*Task details*.
Rewrite all of the lines below, putting "system" wherever "component" appears and leaving everything else unchanged.

*Task data*.

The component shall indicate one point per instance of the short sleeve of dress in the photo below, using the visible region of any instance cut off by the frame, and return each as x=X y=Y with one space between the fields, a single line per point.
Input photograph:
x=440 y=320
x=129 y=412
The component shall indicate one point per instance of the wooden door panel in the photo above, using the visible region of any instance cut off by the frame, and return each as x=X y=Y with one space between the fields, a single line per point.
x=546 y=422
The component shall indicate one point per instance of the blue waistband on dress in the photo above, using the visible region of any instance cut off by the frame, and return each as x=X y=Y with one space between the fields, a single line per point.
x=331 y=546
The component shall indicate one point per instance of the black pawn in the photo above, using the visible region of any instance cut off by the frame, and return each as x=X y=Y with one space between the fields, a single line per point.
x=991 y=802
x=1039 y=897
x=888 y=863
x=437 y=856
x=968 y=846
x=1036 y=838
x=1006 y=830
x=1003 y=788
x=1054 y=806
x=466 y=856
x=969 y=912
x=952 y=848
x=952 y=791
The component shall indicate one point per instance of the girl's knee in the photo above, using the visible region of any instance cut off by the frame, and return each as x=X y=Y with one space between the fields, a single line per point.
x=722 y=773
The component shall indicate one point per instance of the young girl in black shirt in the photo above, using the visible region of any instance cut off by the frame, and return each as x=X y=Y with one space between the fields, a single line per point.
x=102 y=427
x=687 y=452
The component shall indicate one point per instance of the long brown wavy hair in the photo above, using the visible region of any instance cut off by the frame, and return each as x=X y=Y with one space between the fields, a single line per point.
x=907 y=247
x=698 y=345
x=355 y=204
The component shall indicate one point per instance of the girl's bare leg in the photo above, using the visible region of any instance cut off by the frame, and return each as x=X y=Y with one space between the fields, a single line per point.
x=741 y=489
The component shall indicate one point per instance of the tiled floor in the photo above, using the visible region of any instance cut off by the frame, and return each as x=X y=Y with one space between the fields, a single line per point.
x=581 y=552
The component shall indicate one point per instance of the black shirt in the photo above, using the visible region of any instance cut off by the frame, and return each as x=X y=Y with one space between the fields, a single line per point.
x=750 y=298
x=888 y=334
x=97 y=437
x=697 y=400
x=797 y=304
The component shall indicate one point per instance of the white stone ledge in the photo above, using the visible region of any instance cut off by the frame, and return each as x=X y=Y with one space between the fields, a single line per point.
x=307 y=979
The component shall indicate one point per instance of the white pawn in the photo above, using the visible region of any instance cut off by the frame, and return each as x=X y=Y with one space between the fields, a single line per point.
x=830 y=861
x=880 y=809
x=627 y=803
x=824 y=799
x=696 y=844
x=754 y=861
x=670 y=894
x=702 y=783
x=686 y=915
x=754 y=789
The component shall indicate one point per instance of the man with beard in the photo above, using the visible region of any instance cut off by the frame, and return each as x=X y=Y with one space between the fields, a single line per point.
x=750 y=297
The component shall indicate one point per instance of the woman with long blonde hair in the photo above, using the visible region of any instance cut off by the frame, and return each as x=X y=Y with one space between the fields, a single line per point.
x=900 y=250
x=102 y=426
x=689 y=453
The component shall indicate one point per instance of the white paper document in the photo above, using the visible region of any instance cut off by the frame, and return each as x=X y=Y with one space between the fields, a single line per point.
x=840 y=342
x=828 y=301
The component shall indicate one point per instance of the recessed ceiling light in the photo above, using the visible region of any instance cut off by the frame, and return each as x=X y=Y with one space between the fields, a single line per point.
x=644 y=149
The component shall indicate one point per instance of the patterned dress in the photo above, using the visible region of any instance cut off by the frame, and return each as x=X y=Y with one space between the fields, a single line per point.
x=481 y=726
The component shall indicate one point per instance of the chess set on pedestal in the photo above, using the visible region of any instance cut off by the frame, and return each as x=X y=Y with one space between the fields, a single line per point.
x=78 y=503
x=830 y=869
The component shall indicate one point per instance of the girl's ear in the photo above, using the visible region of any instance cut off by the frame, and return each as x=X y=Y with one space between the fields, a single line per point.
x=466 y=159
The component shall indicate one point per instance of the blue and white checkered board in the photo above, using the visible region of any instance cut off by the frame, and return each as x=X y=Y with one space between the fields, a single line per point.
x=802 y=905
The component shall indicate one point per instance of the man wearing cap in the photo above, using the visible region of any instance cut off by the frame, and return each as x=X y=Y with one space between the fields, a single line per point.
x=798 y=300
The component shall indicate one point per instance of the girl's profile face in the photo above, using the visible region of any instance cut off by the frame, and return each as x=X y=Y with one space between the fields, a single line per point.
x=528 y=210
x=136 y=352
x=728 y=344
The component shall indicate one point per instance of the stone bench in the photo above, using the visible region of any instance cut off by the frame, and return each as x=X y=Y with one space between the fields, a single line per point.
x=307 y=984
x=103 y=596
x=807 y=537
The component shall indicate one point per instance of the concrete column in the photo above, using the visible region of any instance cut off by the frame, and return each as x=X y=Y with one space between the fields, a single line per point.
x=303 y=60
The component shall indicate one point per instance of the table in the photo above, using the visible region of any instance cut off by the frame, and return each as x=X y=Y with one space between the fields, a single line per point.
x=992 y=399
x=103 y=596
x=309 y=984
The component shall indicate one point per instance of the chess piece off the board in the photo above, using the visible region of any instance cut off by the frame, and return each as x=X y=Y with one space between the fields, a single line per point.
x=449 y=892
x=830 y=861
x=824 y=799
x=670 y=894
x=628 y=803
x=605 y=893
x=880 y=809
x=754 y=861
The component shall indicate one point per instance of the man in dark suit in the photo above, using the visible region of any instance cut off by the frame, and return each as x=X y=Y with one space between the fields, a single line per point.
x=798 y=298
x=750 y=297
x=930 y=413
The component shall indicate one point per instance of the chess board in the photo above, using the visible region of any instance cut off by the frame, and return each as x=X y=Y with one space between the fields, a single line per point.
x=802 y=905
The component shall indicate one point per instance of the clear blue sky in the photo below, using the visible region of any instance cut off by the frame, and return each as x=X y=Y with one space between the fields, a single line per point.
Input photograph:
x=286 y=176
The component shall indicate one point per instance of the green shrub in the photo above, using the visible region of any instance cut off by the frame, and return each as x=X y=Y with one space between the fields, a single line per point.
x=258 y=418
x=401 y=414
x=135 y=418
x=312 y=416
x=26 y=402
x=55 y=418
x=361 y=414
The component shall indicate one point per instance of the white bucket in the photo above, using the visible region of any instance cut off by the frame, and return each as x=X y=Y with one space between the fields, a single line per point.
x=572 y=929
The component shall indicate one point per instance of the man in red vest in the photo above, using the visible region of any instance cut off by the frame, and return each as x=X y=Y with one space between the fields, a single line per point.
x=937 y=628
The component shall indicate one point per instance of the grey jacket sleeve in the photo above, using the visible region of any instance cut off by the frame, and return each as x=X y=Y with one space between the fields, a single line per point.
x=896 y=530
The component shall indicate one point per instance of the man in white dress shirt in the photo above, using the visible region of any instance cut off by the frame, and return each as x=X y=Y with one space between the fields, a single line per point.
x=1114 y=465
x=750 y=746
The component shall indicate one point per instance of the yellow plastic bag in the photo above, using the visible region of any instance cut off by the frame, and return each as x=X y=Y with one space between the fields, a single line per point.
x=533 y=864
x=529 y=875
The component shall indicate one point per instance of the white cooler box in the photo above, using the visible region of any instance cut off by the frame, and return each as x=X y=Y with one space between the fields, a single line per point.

*Reply to the exercise*.
The system shall indicate one point per instance of the short sleeve of dress in the photo below, using the visible region of any instance cut off by the frame, and return each as x=X y=Y with one space between the fields, a single line per point.
Input photograph:
x=440 y=320
x=129 y=412
The system shall indicate one point per instance of the wooden door panel in the photo above, using the visible region of any instance cut off by the frame, and return each as x=X y=Y with one space between the fields, a single line per point.
x=546 y=422
The system shall indicate one point per instance of the blue waistband on dress in the photo above, using the visible region of any instance cut off by the frame, and return each as x=X y=Y with one space between the fields, a single line per point.
x=331 y=546
The system shall indicate one point per instance of the black pawn in the photo above, using the visible region of any instance cut off by the frame, and return each as x=X y=Y with one space between the fields, a single line per point.
x=991 y=802
x=1039 y=897
x=888 y=863
x=437 y=856
x=968 y=846
x=1036 y=838
x=1006 y=830
x=1003 y=788
x=1054 y=806
x=466 y=856
x=969 y=912
x=952 y=848
x=952 y=791
The system shall indicate one point per instance of the girl's knee in the photo above, using the visible region of any instance cut off by the frame, and return each as x=X y=Y with one space between the fields, a single line per point.
x=722 y=773
The system shall indicate one point per instance of the young girl in black shirt in the photo above, using the visible region of any instance cut off by the frame, and return each as x=X y=Y with one space between the fields, a single line per point.
x=102 y=427
x=687 y=452
The system shall indicate one point per instance of the long brown wavy hair in the photo above, using the visible region of any instance cut off by the frame, and return each as x=X y=Y with one space between the fields, a single line per point.
x=907 y=247
x=698 y=345
x=355 y=204
The system shall indicate one point per instance of the girl's bare leg in the photo above, using the visible region of any instance cut off by the frame, and return each as x=X y=Y with one space between the fields, a single line per point.
x=741 y=489
The system shall indicate one point per instance of the tiled floor in the photo above, using the visible region of any instance cut off by the frame, and return each as x=X y=Y with one space between the fields, a single line per point.
x=581 y=552
The system shall indicate one point per instance of the black shirt in the photo above, using the visible region of any instance cut off by the frame, and return each as x=X y=Y with one space between the fields, a single line per point.
x=750 y=298
x=888 y=334
x=97 y=437
x=697 y=400
x=797 y=304
The system shall indicate one point per instance of the white stone ledge in the photo above, using the visible region of any instance cut off by the frame, and return each as x=X y=Y with one space between the fields, a single line per point.
x=307 y=979
The system shall indicate one point per instance of the white pawn in the photo above, using the visible region of any instance cut off by the frame, and return each as x=X y=Y with one space between the fields, a single line per point.
x=830 y=861
x=880 y=809
x=627 y=803
x=824 y=799
x=696 y=844
x=754 y=861
x=670 y=894
x=702 y=783
x=686 y=915
x=754 y=789
The system shall indicate one point per instance of the man with beard in the photo above, using the visible region of any instance cut off by the frame, and return each as x=X y=Y with one space between the fields, a single line per point.
x=750 y=297
The system shall indicate one point per instance of the woman with long blonde hair in the photo above, using the visible region of any instance cut off by the frame, and return each as x=X y=Y with one space between the fields, a single line per point.
x=900 y=250
x=102 y=426
x=689 y=453
The system shall indicate one point per instance of the white paper document in the photo above, using the visible region of any instance cut off by the frame, and return each as x=X y=Y with one space between the fields, a single line per point.
x=840 y=342
x=828 y=301
The system shall indicate one point per instance of the recessed ceiling light in the photo above, using the visible region of any instance cut off by the frame, and return each as x=X y=Y with one space between the fields, a single line per point.
x=644 y=149
The system shall indicate one point per instance of the patterned dress in the photo above, using the visible region of any instance cut off by the frame, and return each as x=X y=Y with one space between the fields, a single line per point.
x=481 y=726
The system shall indicate one point per instance of the chess set on pedestal in the photo above, using the visible region of any instance cut off by the frame, and return each as x=X y=Y with one space between the fields, a single line per point.
x=78 y=503
x=830 y=869
The system shall indicate one point per instance of the girl's ear in the photo above, using the visible region of any instance cut off by the frame, and return each as x=X y=Y with one space between the fields, a single line per point.
x=466 y=159
The system shall indicate one point per instance of the blue and white checkered board in the photo above, using the visible region of any instance cut off by the frame, and return each as x=X y=Y with one space between the fields, a single line per point.
x=802 y=905
The system shall indicate one point per instance of the man wearing cap in the photo above, using the visible region of any instance cut off by the frame, and return each as x=X y=Y with one space between the fields, a single line per point.
x=798 y=300
The system shall indicate one point per instance of the girl's profile face in the photo above, using the visible region of any instance cut off by the frame, and return each as x=X y=Y with one space between the fields, a single line per point.
x=528 y=210
x=136 y=352
x=728 y=344
The system shall indicate one point per instance of the stone bench in the photo above, using the visible region of any instance cut off by the frame, and return each as x=X y=Y with one space between the fields, a single line per point.
x=307 y=984
x=103 y=596
x=807 y=537
The system shall indicate one point per instance of the concrete column in the photo above, using the visible region of any instance cut off by the frame, and return each as x=X y=Y with one space between the fields, a single line per point.
x=303 y=60
The system shall indicate one point per instance of the table in the photo above, using the visible region of any instance cut off by the frame, and return each as x=X y=Y with one space between the fields, a single line per point.
x=992 y=399
x=103 y=596
x=309 y=984
The system shall indicate one point per instance of the chess piece off the board in the photo above, using the visible region of any instance cut off by the frame, and return each as x=X y=Y with one space between the fields, a single line per point.
x=449 y=892
x=830 y=861
x=824 y=799
x=670 y=894
x=628 y=803
x=605 y=893
x=880 y=809
x=754 y=861
The system shall indicate one point per instance of the man in dark suit in the photo above, using the visible region of any instance cut off by the frame, and return each as x=X y=Y with one space between the fields, a single line per point.
x=798 y=298
x=750 y=297
x=930 y=413
The system shall indicate one point per instance of the chess board in the photo above, using the visible region of any instance cut off by the frame, and return each as x=X y=Y with one space between the fields, a single line per point.
x=802 y=905
The system shall indicate one point per instance of the clear blue sky in the photo below, using the visible region of any instance cut off by the frame, and return each as x=X y=Y with one space between the fields, a single line per point.
Input photograph:
x=286 y=176
The system shall indicate one point per instance of the green shrub in the photo above, using the visible region of any instance cut off by the frame, and return each as x=X y=Y with one space between the fields, a single line per point.
x=258 y=418
x=401 y=414
x=135 y=418
x=312 y=416
x=26 y=402
x=55 y=418
x=361 y=414
The system shall indicate one point per instance of the white bucket in the photo above, using the visible region of any instance cut off by the frame, and return each as x=X y=Y with one space between the fields, a single line per point.
x=572 y=929
The system shall indicate one point per instance of the man in red vest in the photo above, using the visible region of any instance cut off by the frame, and return each as x=X y=Y with one space between the fields, a single line per point.
x=937 y=628
The system shall indicate one point per instance of the grey jacket sleeve in the photo above, using the visible region of any instance cut off by the frame, and return each as x=X y=Y with one space between the fields, a single line per point.
x=896 y=530
The system shall indicate one point per instance of the man in white dress shirt in the photo above, using the visible region of any instance cut off by the frame, and return each as x=X y=Y with one space between the fields, a single line per point.
x=1114 y=465
x=750 y=746
The system shall indicate one point per instance of the yellow plastic bag in the photo above, using the visible region of any instance cut off by the frame, and return each as x=X y=Y with one space between the fields, a single line per point.
x=533 y=864
x=529 y=875
The system shall indicate one point per instance of the white cooler box in the photo above, using the visible region of any instance cut off by the frame, and return each as x=X y=Y with one space between the fields, a single line per point.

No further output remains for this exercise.